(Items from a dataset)
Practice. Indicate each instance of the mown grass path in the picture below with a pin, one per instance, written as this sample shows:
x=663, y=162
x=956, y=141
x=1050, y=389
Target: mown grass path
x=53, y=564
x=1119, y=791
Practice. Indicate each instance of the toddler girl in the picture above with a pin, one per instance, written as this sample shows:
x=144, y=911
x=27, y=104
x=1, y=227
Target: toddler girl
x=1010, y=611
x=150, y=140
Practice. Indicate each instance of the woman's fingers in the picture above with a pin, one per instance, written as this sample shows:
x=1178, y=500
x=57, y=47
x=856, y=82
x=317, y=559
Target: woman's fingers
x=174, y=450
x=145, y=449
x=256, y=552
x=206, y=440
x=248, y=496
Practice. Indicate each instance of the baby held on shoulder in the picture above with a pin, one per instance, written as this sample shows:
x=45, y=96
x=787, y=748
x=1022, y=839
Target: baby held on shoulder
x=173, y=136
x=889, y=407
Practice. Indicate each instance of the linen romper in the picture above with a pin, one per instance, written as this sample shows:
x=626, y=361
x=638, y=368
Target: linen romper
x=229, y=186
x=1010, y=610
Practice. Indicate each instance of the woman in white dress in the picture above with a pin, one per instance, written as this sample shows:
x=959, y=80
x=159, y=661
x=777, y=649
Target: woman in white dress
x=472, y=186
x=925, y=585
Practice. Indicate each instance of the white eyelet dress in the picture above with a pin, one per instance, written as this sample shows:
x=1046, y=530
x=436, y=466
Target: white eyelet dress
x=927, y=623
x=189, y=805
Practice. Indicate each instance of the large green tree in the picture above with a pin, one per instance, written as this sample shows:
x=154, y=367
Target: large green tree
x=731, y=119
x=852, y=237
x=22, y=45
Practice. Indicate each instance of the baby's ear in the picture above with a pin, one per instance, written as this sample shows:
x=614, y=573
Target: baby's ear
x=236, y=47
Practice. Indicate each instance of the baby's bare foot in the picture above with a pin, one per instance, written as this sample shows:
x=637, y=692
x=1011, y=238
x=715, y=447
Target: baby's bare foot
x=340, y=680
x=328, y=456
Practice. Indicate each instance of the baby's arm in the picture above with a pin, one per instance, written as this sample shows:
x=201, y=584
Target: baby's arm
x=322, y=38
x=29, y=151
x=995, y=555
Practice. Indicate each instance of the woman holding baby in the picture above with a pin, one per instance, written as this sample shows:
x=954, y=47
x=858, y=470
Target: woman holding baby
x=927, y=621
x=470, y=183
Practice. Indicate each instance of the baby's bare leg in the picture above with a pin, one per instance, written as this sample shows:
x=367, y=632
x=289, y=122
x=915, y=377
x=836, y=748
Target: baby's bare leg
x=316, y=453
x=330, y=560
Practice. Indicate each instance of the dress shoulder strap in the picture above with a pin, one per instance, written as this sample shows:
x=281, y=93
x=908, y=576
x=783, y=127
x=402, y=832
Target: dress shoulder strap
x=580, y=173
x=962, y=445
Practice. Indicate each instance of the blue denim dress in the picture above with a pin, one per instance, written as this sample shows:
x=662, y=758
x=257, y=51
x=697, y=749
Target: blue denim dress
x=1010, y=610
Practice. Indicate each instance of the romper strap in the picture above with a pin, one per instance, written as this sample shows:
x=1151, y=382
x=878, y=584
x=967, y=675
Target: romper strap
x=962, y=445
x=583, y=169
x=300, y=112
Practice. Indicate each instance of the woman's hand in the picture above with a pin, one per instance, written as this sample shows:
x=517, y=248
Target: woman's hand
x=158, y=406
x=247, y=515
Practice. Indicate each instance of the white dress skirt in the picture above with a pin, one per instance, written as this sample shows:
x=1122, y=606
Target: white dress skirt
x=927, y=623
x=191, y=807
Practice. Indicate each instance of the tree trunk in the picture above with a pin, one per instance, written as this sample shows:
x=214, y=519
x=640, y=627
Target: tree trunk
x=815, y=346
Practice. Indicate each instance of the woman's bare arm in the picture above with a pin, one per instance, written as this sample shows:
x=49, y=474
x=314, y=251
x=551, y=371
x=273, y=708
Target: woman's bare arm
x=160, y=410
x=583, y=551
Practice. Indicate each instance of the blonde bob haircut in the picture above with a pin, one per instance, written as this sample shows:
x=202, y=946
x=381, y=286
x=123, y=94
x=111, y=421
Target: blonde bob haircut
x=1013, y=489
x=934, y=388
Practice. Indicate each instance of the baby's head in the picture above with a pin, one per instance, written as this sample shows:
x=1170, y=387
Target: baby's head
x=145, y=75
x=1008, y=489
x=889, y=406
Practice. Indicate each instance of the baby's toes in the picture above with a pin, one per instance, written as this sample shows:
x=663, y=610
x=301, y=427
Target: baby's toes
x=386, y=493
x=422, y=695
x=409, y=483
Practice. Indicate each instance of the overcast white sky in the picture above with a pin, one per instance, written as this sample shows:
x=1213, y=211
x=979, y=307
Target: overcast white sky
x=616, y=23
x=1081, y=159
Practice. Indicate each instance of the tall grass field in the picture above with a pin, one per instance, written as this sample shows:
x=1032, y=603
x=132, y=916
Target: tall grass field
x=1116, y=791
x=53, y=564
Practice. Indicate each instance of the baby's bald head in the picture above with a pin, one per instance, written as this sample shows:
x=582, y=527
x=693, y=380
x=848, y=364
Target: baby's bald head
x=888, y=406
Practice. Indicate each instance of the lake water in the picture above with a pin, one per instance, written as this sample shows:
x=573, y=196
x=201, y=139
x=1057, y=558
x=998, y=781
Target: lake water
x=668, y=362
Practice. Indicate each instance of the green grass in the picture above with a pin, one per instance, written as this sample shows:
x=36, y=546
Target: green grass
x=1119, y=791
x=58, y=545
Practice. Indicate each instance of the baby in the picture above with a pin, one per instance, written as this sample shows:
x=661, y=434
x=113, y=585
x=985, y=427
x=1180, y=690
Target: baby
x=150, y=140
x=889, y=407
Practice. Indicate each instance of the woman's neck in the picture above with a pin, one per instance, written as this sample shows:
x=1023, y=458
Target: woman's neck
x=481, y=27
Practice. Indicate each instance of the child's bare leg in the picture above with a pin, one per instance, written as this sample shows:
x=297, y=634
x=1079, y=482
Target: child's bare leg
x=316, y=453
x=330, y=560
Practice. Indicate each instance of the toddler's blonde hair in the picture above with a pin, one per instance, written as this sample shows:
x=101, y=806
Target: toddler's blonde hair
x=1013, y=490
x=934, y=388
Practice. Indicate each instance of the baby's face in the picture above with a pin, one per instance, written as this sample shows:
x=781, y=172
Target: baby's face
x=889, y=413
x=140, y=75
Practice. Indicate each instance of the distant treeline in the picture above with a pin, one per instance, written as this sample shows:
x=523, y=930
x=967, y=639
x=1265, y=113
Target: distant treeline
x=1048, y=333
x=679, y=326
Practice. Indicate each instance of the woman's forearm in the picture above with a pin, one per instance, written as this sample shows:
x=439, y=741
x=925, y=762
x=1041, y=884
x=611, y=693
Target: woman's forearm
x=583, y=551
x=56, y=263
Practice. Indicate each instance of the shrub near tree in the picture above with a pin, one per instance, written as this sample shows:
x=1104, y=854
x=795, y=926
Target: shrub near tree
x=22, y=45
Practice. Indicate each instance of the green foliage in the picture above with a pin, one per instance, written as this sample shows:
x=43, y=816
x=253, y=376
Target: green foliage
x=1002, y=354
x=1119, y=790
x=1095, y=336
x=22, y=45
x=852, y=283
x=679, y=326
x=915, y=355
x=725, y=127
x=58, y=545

- _Aim_:
Please give the lines of the data from the one with "Practice. Indicate each instance of the child's" through the end of the data, both ends included, as a numbered list, leaving out any blank lines.

- _Expected answer_:
1. Practice. Indicate each instance of the child's bare leg in the picture above with a pin, one per instance, written as this sample shows:
2. x=297, y=634
3. x=1079, y=482
4. Target: child's bare leg
5. x=316, y=453
6. x=330, y=560
7. Practice. Indicate each instance of the toddler's blonde hair in the picture above with a pin, one per instance, written as this sample shows:
8. x=101, y=806
9. Target: toddler's blonde hair
10. x=1013, y=490
11. x=934, y=388
12. Practice. Indicate each instance of the baby's face in the picture above with a pin, one per instance, written as this sample shows:
13. x=781, y=172
14. Target: baby's face
15. x=889, y=413
16. x=140, y=75
17. Practice. Indicate each instance of the distant treeline in the picture above with a pin, one per instance, written as this sample shows:
18. x=523, y=930
19. x=967, y=639
20. x=1265, y=113
21. Target: distant treeline
22. x=1048, y=333
23. x=679, y=326
24. Practice. Indicate each instance of the woman's forearm in the picture above with a pin, one per instance, written as this sample shows:
25. x=439, y=741
26. x=925, y=762
27. x=1041, y=884
28. x=611, y=693
29. Target: woman's forearm
30. x=583, y=551
31. x=56, y=263
32. Practice. Indicate each instance of the shrub near tree in the picture above with a pin, one per instance, written as this sample shows:
33. x=1104, y=854
34. x=795, y=926
35. Target: shrub near tree
36. x=22, y=45
37. Practice. Indicate each instance of the green foliage in the picture above with a pin, one per instance, written as this sample shows:
38. x=43, y=816
39. x=253, y=376
40. Target: green foliage
41. x=1002, y=354
42. x=1119, y=790
43. x=1095, y=336
44. x=22, y=45
45. x=852, y=283
46. x=679, y=326
47. x=915, y=355
48. x=725, y=127
49. x=58, y=545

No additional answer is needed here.